PROBLEM: Make an exact copy of every record that follows.

═══

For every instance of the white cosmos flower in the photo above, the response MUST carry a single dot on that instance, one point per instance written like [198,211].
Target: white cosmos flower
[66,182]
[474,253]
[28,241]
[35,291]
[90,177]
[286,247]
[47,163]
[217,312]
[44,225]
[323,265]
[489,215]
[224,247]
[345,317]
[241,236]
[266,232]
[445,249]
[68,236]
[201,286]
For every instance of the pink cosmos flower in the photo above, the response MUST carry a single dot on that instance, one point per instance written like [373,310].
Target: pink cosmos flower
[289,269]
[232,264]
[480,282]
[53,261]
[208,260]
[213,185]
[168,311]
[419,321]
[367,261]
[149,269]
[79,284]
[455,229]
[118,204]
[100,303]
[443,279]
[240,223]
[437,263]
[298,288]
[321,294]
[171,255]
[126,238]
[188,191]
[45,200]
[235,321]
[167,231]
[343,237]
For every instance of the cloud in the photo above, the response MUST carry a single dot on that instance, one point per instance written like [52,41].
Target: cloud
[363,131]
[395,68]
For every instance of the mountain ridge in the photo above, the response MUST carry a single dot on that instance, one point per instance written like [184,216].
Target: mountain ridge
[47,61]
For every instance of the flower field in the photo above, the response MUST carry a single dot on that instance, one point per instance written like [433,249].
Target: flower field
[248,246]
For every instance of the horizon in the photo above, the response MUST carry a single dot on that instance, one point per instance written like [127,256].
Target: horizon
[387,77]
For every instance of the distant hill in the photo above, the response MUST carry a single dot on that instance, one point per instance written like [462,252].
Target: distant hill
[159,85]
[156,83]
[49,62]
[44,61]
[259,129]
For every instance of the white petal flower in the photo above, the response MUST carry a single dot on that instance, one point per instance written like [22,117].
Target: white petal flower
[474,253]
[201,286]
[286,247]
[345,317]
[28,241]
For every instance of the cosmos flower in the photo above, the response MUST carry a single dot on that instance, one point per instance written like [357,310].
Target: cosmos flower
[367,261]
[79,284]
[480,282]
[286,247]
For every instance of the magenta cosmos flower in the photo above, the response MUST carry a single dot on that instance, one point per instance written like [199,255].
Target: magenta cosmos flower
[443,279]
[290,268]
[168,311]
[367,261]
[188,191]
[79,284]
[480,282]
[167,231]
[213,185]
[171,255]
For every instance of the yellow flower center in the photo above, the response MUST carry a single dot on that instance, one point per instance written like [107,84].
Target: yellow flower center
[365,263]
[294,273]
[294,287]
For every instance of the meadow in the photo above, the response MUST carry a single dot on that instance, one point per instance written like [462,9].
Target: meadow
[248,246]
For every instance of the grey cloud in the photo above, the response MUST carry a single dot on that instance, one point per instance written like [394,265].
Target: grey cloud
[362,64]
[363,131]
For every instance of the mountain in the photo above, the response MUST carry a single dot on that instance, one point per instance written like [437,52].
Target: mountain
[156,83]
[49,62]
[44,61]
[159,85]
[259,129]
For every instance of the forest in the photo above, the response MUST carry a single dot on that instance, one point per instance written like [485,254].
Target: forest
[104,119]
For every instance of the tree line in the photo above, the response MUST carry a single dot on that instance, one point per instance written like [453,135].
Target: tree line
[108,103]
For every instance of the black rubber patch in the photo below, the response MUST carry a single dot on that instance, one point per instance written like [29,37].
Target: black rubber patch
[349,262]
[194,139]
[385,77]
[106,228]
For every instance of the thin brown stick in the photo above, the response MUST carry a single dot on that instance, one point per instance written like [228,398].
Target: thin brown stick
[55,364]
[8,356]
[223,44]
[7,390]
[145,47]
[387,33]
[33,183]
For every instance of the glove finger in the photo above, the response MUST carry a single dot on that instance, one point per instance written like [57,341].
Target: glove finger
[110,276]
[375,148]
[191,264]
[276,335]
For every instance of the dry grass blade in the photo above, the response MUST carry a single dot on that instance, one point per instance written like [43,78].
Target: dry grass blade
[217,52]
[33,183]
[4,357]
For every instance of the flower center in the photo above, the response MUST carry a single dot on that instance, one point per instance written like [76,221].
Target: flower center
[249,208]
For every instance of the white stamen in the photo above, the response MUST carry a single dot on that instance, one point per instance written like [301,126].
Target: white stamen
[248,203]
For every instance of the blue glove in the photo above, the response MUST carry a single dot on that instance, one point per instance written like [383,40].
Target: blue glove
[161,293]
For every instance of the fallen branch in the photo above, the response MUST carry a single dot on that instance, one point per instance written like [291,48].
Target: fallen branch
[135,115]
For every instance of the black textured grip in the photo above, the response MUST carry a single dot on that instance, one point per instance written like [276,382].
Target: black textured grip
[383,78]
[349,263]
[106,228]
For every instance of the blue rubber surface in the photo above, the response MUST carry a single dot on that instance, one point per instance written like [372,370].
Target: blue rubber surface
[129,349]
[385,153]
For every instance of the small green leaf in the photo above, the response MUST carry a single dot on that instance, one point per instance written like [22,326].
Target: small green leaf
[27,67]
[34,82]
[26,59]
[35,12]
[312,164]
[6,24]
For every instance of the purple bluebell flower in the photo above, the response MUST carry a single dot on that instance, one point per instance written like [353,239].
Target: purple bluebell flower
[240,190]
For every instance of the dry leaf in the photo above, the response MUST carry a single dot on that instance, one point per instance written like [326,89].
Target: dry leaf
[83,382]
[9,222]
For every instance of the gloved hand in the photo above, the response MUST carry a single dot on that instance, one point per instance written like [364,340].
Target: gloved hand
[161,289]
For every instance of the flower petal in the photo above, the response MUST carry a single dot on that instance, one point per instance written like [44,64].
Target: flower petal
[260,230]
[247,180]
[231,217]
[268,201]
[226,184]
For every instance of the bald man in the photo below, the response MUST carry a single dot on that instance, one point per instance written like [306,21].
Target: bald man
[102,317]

═══

RESPONSE TO THE TASK:
For every instance of the white cosmos flower in the photo above, the response MUST carry a single dot on that instance, one point per instance written like [198,211].
Target: white cosmos flower
[66,182]
[474,253]
[28,241]
[35,291]
[90,177]
[286,247]
[47,163]
[217,312]
[44,225]
[323,265]
[489,215]
[224,247]
[345,317]
[241,236]
[266,232]
[445,249]
[68,236]
[201,286]
For every instance of the pink cosmos flower in the photo above, the response MUST carry a single dot on that instance, one point per instance written like [373,310].
Target: pink cosmos flower
[289,269]
[232,264]
[480,282]
[53,261]
[208,260]
[213,185]
[168,311]
[419,321]
[367,261]
[149,269]
[79,284]
[455,229]
[118,204]
[100,303]
[443,279]
[240,223]
[437,263]
[298,288]
[321,294]
[171,255]
[126,238]
[188,191]
[45,200]
[235,321]
[167,231]
[343,237]
For every instance of the cloud in the photo above, the response MUST carry a single dot on that instance, one point per instance written like [52,41].
Target: cloud
[363,131]
[395,68]
For every instance of the mountain ridge in the photo above, the response MUST carry a single dot on that instance, one point per instance written like [184,216].
Target: mountain ridge
[47,61]
For every instance of the flower field in the photo above, the response MUST carry a single dot on that instance, one point per instance written like [433,249].
Target: flower field
[248,246]
For every instance of the horizon in the photo above, the response MUST carry a single dot on that instance, one point per instance written like [127,256].
Target: horizon
[387,77]
For every instance of the distant hill in the photo above, the response MUST carry a single dot on that instance, one point per instance written like [462,252].
Target: distant hill
[159,85]
[156,83]
[49,62]
[44,61]
[259,129]
For every instance of the white petal flower in the photo above, the response MUST carry a single dot on that instance, one point per instance written like [22,117].
Target: white petal flower
[474,253]
[201,286]
[286,247]
[345,317]
[28,241]
For every instance of the cosmos flower in the photo above, the response MUST carry a single dot on that instance, one point per instance written like [357,310].
Target: cosmos flower
[367,261]
[79,284]
[480,282]
[286,247]
For every instance of the magenta cosmos flower in the photo above, the response MUST carry a single dot on that instance, one point per instance written like [199,255].
Target: magenta cosmos flower
[443,279]
[290,268]
[168,311]
[367,261]
[188,191]
[79,284]
[480,282]
[167,231]
[213,185]
[171,255]
For every instance of the yellow flower center in the photo above, the response MUST carry a single dot on that instance, one point per instance written like [107,84].
Target: yellow flower center
[365,263]
[294,273]
[294,287]
For every instance of the meadow in the photo above, the response MUST carry a single dot on that instance, one point per instance written like [462,9].
Target: meadow
[248,246]
For every instance of the grey cloud in the photo above, the response MUST carry a single dot on that instance, one point per instance written like [394,265].
Target: grey cloud
[362,64]
[363,131]
For every instance of the mountain in the photo above, the response MUST carry a single dot on that instance, one point per instance written like [437,52].
Target: mountain
[156,83]
[49,62]
[44,61]
[159,85]
[259,129]
For every instance of the forest in the photo above, the response MUST carry a single dot on that instance, one point per instance written like [485,254].
Target: forest
[104,119]
For every instance of the tree line in the photo above, the response MUST carry a single dot on that instance, one point per instance written like [453,135].
Target: tree line
[108,103]
For every instance of the black rubber patch in the photo below, the response MUST carry a single dot on that instance, one point per instance written like [29,37].
Target: black rubber patch
[349,262]
[194,139]
[385,77]
[106,228]
For every instance of the thin brown stick in the photo above, the response MUST carry a single dot on that instance, one point per instance written like [228,398].
Target: thin brown stick
[55,364]
[8,356]
[223,44]
[7,390]
[145,47]
[387,33]
[33,183]
For every instance of the glove finger in the photo above, the response MUST carry a single dot on that instance, one point per instance written like [57,341].
Target: glove finger
[110,276]
[375,148]
[191,264]
[276,335]
For every instance of the dry grass blade in the photo above, the response MUST carry a single dot on that instance, one point per instance written like [43,78].
Target: dry grass blade
[217,52]
[33,183]
[4,357]
For every instance of the flower center in the photo above, the response MUST carry a single dot on that instance, one point per instance written like [76,221].
Target: flower center
[249,208]
For every instance of the white stamen in the photo above, the response MUST carry a single dot on that instance, one point per instance written like [301,126].
Target: white stamen
[248,203]
For every instance of the blue glove in the photo above, the response MUST carry a single dot on that instance, one point per instance written like [383,40].
Target: blue glove
[161,293]
For every instance of the fallen branch in the photo above, the response MUST carry a single dot on that instance, one point per instance written like [291,48].
Target: fallen branch
[135,115]
For every instance of the black textured grip in the photo above, the response MUST carry a single dot on that instance, one point per instance written like [276,382].
Target: black textured grip
[383,78]
[349,263]
[106,228]
For every instance of the blue rubber surface in the photo above, the response MUST carry a single dot on that instance, one point per instance written like [372,370].
Target: blue rubber surface
[129,349]
[385,153]
For every instance of the small green leaf in the photo above, the response MUST carry a single dot on that instance, one point per instance written like [22,326].
Target: small green leaf
[27,67]
[34,82]
[26,59]
[35,12]
[312,164]
[6,24]
For every instance of the purple bluebell flower in the photo above, the response MUST carry a single dot on that instance, one point per instance written like [353,239].
Target: purple bluebell flower
[240,190]
For every instance of the dry leaf in the photo above, the response MUST carry a single dot on that instance, one point per instance written like [326,89].
Target: dry leaf
[83,382]
[9,222]
For every instance of the gloved hand in the photo above, the response MUST carry a single dot on that instance, one point per instance written like [364,340].
Target: gloved hand
[161,289]
For every instance of the flower petal in the photo above, the response MUST carry a single dot on that instance, one point per instance written like [44,64].
Target: flower petal
[260,230]
[247,180]
[231,217]
[268,201]
[226,184]
For every instance of the bald man in the photo below, the response MUST carry a single dot on that instance, one point per instance written like [306,21].
Target: bald man
[102,317]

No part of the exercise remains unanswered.